Don't let the devil's perfection be the enemy of Bible-reading progress
My wife was just telling me about about a Bible reading plan she has in an app on her phone. She was also telling me how it comes up with the particularly unhelpful, slightly hectoring, statement of how many days you happen to have missed.
You have missed 3-days. Eep! You have missed 10-days. Yikes! You have missed… just close that there.
The problem with this is that we tend to look at that and think we’ve blown it. What’s the point of maintaining a Bible-reading plan now? I’m just too far behind. Unless I maintain it perfectly, or keep it within an easily claw-backable amount, I may as well give up altogether.
Now, I’m not a Bible-reading plan zealot. In fact – and hold onto your hats my conservative Evangelical friends – but you’ll struggle to find a single command in the Bible that tells you to read your Bible. Dwell, meditate, conform yourself to, etc, yes. But read it? Actually, no.
Now, thinking about that for two-seconds offers its own fairly obvious reason. Most Christians, throughout most of Christian history, haven’t been able to read. If the Bible insisted we are all to read it, it inevitably forces large swathes of those who follow it into immediate sin.

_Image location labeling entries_

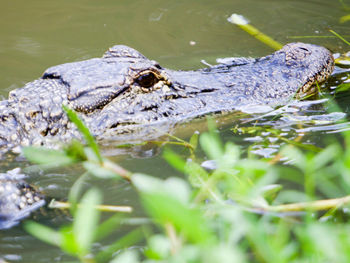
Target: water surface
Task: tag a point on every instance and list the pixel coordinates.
(178, 34)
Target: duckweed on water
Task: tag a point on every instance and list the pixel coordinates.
(234, 210)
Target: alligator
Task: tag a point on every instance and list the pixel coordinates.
(124, 91)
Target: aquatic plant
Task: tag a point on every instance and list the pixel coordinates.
(227, 207)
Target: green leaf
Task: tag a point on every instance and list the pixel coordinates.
(69, 243)
(188, 221)
(194, 140)
(166, 202)
(86, 220)
(344, 19)
(73, 116)
(129, 256)
(75, 192)
(47, 157)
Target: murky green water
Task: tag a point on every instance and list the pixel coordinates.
(38, 34)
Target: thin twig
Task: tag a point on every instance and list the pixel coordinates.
(106, 208)
(317, 205)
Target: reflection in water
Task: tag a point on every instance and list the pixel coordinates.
(45, 33)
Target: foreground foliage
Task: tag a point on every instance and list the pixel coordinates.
(228, 208)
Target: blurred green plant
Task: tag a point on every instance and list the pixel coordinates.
(229, 208)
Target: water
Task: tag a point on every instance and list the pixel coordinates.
(178, 34)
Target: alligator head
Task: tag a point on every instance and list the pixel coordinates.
(123, 90)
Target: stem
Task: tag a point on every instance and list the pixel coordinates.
(106, 208)
(117, 169)
(313, 206)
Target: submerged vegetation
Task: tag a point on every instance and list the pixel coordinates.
(226, 207)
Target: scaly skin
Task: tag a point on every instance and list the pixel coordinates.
(124, 91)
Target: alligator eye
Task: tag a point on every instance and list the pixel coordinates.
(147, 80)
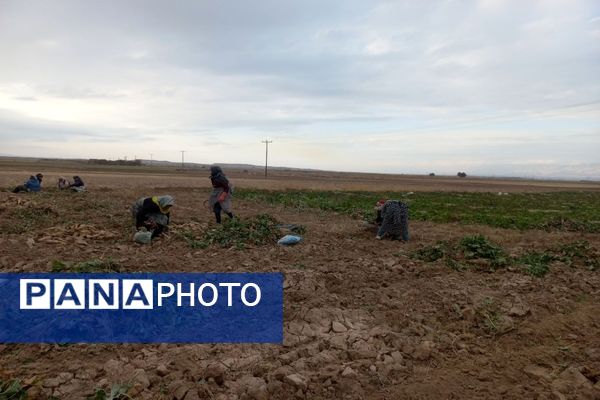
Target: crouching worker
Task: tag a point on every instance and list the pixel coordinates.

_List of tasks_
[1] From the post about Bible-reading plans, reproduce word for word the section that begins with the words containing "You have missed 3-days." and ends with "give up altogether.".
[2] Answer these questions from the post about Bible-reading plans:
(a) Where is the Bible reading plan that the writer's wife uses?
(b) What does the plan's statement tell the reader?
(c) According to the writer, what have most Christians throughout most of Christian history been unable to do?
[3] Write the next part of the post about Bible-reading plans, picking up after its final sentence.

_Solved problems_
[1]
You have missed 3-days. Eep! You have missed 10-days. Yikes! You have missed… just close that there.
The problem with this is that we tend to look at that and think we’ve blown it. What’s the point of maintaining a Bible-reading plan now? I’m just too far behind. Unless I maintain it perfectly, or keep it within an easily claw-backable amount, I may as well give up altogether.

[2]
(a) In an app on her phone.
(b) How many days the reader has missed.
(c) Read.

[3]
In fact, I think it is a very clever trick of the Devil to have instilled an strong pharasaic legalism over reading your Bible. Not (just to be clear), if you can read (which if you’re reading this, is you), that I don’t think you ought to read your Bible. I mean, that is evidently a good and healthy thing to do. But we have managed to create a culture that nigh on insists on it when, as I already said, the Bible itself doesn’t. Which does beg questions about a lot of Evangelical insistence on regular quiet times (or, if you’re American, morning devotionals) and the view propagated by some that this alone is a measure of your spiritual temperature. I mean, it might be, but I wouldn’t want to draw a straight line from that in isolation to a lukewarm, saved as through fire, Christian.
So, why do I say this is a clever trick of the Devil? Surely the Devil doesn’t want you to read your Bible? That is quite true. He wants to keep you from the truth and so keeping you from your Bible is evidently not going to help that. But this sort of legalism is, indeed, a very effective way to do just that.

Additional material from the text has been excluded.